§ Entries pointing to named objects
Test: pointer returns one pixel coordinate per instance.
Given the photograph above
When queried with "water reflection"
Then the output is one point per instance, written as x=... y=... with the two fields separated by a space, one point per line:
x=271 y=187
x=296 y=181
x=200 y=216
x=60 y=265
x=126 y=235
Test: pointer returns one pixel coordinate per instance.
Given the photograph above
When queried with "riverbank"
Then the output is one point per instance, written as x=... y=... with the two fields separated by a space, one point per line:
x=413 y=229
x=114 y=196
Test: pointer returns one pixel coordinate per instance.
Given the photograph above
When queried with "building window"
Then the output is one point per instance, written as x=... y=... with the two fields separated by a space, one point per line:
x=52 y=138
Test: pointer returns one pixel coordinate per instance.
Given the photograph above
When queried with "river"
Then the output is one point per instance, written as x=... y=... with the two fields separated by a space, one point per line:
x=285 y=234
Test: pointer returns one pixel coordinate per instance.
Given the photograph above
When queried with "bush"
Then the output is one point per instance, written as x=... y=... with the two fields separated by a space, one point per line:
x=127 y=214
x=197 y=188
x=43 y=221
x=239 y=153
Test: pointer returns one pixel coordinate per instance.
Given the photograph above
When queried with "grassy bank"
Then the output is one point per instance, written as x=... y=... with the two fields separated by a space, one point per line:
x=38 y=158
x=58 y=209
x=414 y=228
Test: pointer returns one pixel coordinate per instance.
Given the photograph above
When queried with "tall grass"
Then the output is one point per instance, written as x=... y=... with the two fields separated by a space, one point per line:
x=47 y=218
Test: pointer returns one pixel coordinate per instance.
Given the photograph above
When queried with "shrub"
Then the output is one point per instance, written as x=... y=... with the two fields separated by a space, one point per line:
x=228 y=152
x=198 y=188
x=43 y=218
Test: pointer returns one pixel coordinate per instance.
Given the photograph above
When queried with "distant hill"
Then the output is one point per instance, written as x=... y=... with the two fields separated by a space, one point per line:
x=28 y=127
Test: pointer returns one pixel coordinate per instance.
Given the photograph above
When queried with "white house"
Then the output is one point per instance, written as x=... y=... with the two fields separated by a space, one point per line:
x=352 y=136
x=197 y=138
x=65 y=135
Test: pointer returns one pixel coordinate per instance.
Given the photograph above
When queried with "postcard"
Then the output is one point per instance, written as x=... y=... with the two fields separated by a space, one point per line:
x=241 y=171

§ What is being asked
Swap every "pointer" in the entries above for "locator", keeping everything else the same.

§ Task answer
Test: locator returns one pixel coordinate per instance.
Given the photograph above
When queried with "water reflection"
Then the output is one point per instance, written as x=... y=... with the two fields separated by a space, one point per line:
x=271 y=187
x=296 y=181
x=200 y=216
x=60 y=265
x=126 y=235
Test: locator returns one pixel coordinate per instance.
Given the photograph above
When queried with "riverbank"
Then the output is one point per instance, written as x=... y=... with the two fields separated by a space, one point per line:
x=413 y=229
x=114 y=196
Test: locator returns one pixel coordinate per instance.
Given the photograph above
When queried with "building window"
Then the output is one point per instance, written as x=... y=... with the two fields separated by a space, one point per line:
x=52 y=138
Test: locator returns one pixel coordinate per instance.
Given the photograph above
When queried with "river"
Then the output is one point per instance, written as x=... y=... with the two fields separated by a space, one point per line:
x=285 y=234
Test: locator returns one pixel coordinate per instance.
Given the photograph above
When queried with "bush"
Then the output is one point per instance, written as x=... y=... with the two fields separated by a space, one point per line:
x=127 y=214
x=197 y=188
x=43 y=221
x=239 y=153
Test: locator returns one pixel coordinate per instance.
Given the photograph above
When queried with "grassy bank"
Then the output is one point per instance, written as x=... y=... with the two fields separated by a space, one point per line:
x=38 y=158
x=58 y=209
x=414 y=228
Test: locator returns one pixel coordinate per instance.
Given the photograph above
When queried with "tall grass"
Then the output is one point per instance, written as x=... y=... with the two fields separated by a space, one point per line:
x=47 y=218
Test: locator returns one pixel coordinate per instance.
Given the photograph above
When queried with "shrub"
Then the output is one point per instance, written as x=... y=... with the two fields separated by a space, one point per line:
x=228 y=152
x=198 y=188
x=43 y=218
Test: locator returns one pixel coordinate per instance.
Given the photograph above
When queried with "distant hill"
Then the output is one point per instance, written as x=... y=... with the two fields separated by a space, one point per line:
x=28 y=127
Test: locator returns one pixel coordinate per instance.
Given the photograph above
When queried with "white house"
Then the output is one point per instance, written as x=... y=... with the two fields separated by a space, one point per line:
x=352 y=136
x=197 y=138
x=65 y=135
Test: locator returns one pixel coordinate per instance.
Given the photograph above
When queried with "postcard"
Then the output is one point per instance, written as x=... y=... with the two fields separated by a space, one point per line:
x=241 y=171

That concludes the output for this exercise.